READING TEXT
·····

Wednesday, June 11, 2014

Dad Entry #202

I've mentioned before how I am chagrined to realize my kids exhibit flaws I'm plainly responsible for, either genetically or environmentally. Pointing this out as a phenomenon feels obvious and unnecessary, but I'll go on.... Genetically, my brain chemistry comes to mind. Sorry, kids, that acronyms like OCD, ADHD, and SSRI may enter your life, although I was about three or four times your age when I took them seriously, and fairly panic-stricken and desperate for answers by then. If you Google them someday, with more than a passing interest, just know they aren't excuses or crutches, figments or fallacies. Michael has an outlier brain, which, though powerful, can act like an unbroken horse. He was so smart and verbal as a toddler, we had moments of real concern; it was freaky when he stood in his crib and articulated the genus and species of rare dinosaurs, or rattled off 25 types of whales without pause, or repeated five-hundred-word books from memory after very few reads. But he seems well-adjusted now. Phew. His EQ is just fine; he's quite normal socially. As for flaws I've induced in my children environmentally, via suboptimal situations, choices, or exposure to unsavory moments, emotions, media... well... which amendment is it? Actually, I have nothing to hide. My flaws are legion; it's already documented. I have modes of people-pleasing, vanity, anxiety, perceived - but not real! - disingenuousness, absent-mindedness, and disorganization, to name a few, although I'll stop there so I don't sound like a loser, and a shitty parent. Too late?

I know Megan, like her father, can be needy and timid. Michael is not similarly afflicted, or if so, he hides it well. But Megan's social sensitivity is evident, and I know it can render her aloof or offbeat. She will act showy or funny, and immediately throw a sidelong glance at Michael in search of approval. She wants to impress her brother, always. Michael is pretty ungenerous, though, when it comes to applauding and validating his little sister's awesomeness. This annoys the crap out of me. Megan LOVES her big brother. He's a massive moon in her young life, and I wish he was less frugal with praise and support. I know, however, that if push comes to shove, he has her back sincerely and absolutely; I have experienced this as stark fact. And when Megan's in a foul mood, the frequency of which we'll leave unspecified here, she needs the very opposite of praise.

·····

RECORD SET
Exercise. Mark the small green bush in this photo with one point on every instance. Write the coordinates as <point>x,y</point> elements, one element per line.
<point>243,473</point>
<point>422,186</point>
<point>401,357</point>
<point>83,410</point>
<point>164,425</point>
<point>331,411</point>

·····

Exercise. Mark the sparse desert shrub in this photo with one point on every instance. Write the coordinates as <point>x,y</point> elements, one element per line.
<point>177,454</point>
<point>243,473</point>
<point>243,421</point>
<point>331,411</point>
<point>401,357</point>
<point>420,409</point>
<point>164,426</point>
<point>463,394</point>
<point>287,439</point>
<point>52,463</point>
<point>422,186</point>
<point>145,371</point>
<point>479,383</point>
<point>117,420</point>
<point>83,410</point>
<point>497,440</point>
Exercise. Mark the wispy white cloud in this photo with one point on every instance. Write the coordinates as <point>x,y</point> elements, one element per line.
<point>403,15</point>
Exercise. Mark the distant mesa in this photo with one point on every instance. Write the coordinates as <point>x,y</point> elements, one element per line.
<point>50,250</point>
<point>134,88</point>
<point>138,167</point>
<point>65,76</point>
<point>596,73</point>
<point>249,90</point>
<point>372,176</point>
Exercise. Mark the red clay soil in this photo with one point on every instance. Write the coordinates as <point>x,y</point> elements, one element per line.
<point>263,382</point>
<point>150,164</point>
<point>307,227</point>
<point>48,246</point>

·····

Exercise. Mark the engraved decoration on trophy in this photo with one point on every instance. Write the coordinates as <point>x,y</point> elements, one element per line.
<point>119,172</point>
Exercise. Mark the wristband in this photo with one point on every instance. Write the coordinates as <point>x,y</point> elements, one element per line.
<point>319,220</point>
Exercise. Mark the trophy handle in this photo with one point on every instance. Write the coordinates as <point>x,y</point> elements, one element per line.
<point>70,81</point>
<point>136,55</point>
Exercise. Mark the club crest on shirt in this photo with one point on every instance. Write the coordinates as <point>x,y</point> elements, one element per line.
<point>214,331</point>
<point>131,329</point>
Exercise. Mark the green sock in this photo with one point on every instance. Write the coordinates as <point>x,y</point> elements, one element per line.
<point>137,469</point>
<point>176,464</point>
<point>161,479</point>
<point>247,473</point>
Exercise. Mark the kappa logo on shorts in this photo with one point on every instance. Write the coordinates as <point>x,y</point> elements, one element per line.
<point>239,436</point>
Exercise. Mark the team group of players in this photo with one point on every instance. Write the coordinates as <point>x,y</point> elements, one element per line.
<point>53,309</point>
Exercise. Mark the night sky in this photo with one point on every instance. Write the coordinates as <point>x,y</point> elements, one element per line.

·····

TASKS TO CARRY OUT
(A) Answer these questions from the dad entry, one line each:
(i) What did Michael articulate while standing in his crib as a toddler?
(ii) Whom does Megan glance at for approval after acting showy or funny?
(iii) What does Megan need when she's in a foul mood?
(B) Carry the dad entry about Michael and Megan forward from its last sentence.

ANSWER SECTION
(A)
(i) The genus and species of rare dinosaurs.
(ii) Her brother, Michael.
(iii) The very opposite of praise.

(B)
Regardless of our flaws, glaring and otherwise, I know all three of us have good hearts, big and grateful, and two of us can be excused as prepubescent. And for the record... I take full responsibility for a small piece, or slice, of this flaw pie, as I'll call it, but I blame my own parents for the rest of our issues! Not true. Not true at all. In fact, before I mercifully stop, I'll mention something exceptional my parents did for me, that I haven't paid forward to M 'n' m yet: When I was Michael's age, in a single vacation we visited the football, baseball, and basketball halls of fame, in Canton, OH, Cooperstown, NY, and Springfield, MA respectively. Yeah, it was kickass. Jenny wasn't as thrilled as I was, but she's always been generous and protective (take a lesson from your aunt, Michael, on how to be an older sibling), and she let me bask in it. Now it's my turn to roadtrip to these incredible, historical places, with my kids, and on the way, we can always catch a monument or something boring in Washington DC.